(Given task)
Shift every coordinate by 83, adding 83 to each number, and write out again every line of the data, including the lines without coordinates. Start with the line containing "Mark every instance of the window with" and go on through the end of the data.

[Point annotation dataset records]
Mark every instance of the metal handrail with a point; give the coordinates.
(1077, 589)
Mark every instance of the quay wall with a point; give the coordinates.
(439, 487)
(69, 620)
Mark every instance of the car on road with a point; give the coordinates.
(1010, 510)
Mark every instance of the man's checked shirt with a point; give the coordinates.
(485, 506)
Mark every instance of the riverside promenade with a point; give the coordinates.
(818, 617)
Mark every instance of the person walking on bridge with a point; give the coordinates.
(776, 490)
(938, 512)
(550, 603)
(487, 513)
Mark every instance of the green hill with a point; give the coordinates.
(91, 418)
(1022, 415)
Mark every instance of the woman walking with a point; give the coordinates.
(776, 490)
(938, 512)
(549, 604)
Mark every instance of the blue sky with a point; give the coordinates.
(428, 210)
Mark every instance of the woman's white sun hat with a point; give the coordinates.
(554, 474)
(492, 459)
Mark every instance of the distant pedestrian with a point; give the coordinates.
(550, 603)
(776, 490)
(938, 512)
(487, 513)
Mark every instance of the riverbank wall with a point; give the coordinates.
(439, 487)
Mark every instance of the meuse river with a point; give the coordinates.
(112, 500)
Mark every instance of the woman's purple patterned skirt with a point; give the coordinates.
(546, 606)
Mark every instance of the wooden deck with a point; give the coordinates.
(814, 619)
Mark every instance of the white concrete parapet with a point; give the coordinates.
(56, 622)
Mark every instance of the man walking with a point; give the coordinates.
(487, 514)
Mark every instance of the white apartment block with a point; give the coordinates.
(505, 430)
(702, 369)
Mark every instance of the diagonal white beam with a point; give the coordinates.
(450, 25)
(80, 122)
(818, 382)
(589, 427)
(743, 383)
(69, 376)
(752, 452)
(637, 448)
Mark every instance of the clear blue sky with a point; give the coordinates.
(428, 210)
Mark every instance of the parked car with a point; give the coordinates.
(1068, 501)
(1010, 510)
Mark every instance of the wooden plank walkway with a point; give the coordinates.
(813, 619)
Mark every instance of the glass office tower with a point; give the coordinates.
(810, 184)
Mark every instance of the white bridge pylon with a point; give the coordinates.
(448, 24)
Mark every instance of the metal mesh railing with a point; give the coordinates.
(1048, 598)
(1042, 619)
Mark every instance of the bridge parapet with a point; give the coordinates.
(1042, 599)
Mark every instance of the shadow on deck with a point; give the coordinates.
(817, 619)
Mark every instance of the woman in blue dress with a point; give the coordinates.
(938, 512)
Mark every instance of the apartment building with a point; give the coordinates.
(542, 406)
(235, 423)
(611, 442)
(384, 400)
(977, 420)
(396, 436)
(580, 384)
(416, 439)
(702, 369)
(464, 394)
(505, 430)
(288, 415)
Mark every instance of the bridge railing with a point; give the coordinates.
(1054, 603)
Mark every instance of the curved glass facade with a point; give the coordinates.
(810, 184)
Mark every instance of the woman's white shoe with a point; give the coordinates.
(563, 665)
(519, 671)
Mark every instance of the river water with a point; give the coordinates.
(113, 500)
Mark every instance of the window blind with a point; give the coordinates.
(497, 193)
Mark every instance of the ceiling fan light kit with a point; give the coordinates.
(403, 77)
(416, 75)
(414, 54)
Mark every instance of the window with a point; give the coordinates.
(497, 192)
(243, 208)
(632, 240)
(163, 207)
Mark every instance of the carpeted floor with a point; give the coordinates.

(Expected answer)
Mark every instance of the window with a point; give the coordinates.
(580, 275)
(326, 291)
(715, 323)
(246, 290)
Mark every instance of the carpeted floor with a point; give the coordinates.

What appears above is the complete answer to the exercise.